GOAL OF THE EXERCISE:
Take the lines starting with the one containing "like point(236, 283)." and going on through the one containing "point(446, 159)", and write them out again with "pointer" changed to "locator" and nothing else altered. Return only those lines.

DATA SECTION:
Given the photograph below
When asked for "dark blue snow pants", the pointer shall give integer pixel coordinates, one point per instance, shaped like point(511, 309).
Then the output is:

* * *

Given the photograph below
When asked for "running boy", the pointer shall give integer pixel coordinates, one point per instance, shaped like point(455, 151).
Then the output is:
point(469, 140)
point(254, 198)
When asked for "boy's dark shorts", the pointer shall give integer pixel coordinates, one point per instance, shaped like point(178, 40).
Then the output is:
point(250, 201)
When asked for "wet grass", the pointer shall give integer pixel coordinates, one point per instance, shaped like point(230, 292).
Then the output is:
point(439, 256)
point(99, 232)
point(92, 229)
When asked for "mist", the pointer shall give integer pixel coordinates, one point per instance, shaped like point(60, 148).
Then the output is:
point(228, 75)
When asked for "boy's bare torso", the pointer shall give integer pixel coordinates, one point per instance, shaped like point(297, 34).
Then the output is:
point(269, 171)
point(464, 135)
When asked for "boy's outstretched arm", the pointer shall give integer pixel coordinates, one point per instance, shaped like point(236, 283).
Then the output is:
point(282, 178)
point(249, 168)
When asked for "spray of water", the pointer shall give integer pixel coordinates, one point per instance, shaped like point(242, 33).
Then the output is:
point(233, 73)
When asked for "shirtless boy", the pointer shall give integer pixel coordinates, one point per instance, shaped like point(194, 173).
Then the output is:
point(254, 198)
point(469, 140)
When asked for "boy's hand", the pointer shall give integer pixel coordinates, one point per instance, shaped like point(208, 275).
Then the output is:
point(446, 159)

OUTPUT FOR THIS TASK:
When asked for "boy's outstretched arm", the locator shall give integer pixel coordinates, one point per instance, shaped like point(236, 283).
Then the output is:
point(282, 178)
point(249, 168)
When asked for "spray of water", the locator shall give integer pixel coordinates, one point per instance, shaped like point(242, 33).
Then the output is:
point(233, 73)
When asked for "shirtless boy", the locator shall give integer pixel coordinates, one point per instance, shaped like point(194, 173).
Then the output is:
point(254, 198)
point(469, 140)
When asked for "boy's hand", the locator shall give integer pixel coordinates, one point per instance, shaped like point(208, 275).
Then the output is:
point(446, 159)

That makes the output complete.